= Problem description =
Copy out only the span from the line with "For the benchmark card, identify each instance of the arched" to the end of the data, both ends kept, word for word.

= Excerpted data =
>>>>>
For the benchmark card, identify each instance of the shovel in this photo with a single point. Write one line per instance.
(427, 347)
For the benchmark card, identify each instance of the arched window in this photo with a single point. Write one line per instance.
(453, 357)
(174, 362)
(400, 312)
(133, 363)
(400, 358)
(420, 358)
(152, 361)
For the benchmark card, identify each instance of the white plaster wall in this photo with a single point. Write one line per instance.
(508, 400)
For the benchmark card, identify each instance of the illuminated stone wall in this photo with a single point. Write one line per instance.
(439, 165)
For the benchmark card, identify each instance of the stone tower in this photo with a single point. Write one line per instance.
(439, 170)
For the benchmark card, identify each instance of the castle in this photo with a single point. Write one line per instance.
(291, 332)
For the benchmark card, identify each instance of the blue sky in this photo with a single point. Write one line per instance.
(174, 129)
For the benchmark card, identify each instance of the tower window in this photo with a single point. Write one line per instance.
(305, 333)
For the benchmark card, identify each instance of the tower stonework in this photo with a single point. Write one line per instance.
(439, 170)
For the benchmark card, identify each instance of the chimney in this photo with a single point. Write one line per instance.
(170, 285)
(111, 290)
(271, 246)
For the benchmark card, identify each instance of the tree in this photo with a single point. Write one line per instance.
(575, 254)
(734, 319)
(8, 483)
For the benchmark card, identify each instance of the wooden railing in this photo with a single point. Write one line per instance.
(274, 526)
<<<<<
= Complete answer =
For the benchmark card, identify each instance of the arched window in this photo with a single point. Write one line per instance.
(453, 357)
(174, 362)
(400, 312)
(133, 363)
(400, 358)
(420, 358)
(152, 361)
For the benchmark card, identify each instance of the white plaster wall in this photo with a single point. Write one line per instance.
(508, 400)
For the benchmark card, identify each instance of the illuminated stone wall in this photo with a single point. Write one line per instance.
(439, 165)
For the benchmark card, identify each instance of the stone tower in this photo with a single point. Write one line per instance.
(439, 170)
For the benchmark card, identify each instance of the castle in this photo with a single point. Write one line per instance.
(291, 332)
For the benchmark card, identify each instance of the blue sky in this photo with a single point. Write one line per instance.
(174, 129)
For the benchmark card, identify each instance of the tower window in this photo with a single point. Write one line per instance.
(305, 333)
For the benchmark card, identify each instance of the tower stonework in this photo with a single point. Write one line per instance.
(439, 170)
For the benchmark card, identify each instance of the chimney in this photo with a single point. Write one line per instance.
(170, 285)
(111, 290)
(271, 246)
For the benchmark card, identify each instance of the tree in this photo with a single point. Write one line per instance.
(575, 254)
(734, 319)
(8, 483)
For the benchmark card, identify each instance of the wooden railing in this photo with a single point. Write one line per instance.
(274, 526)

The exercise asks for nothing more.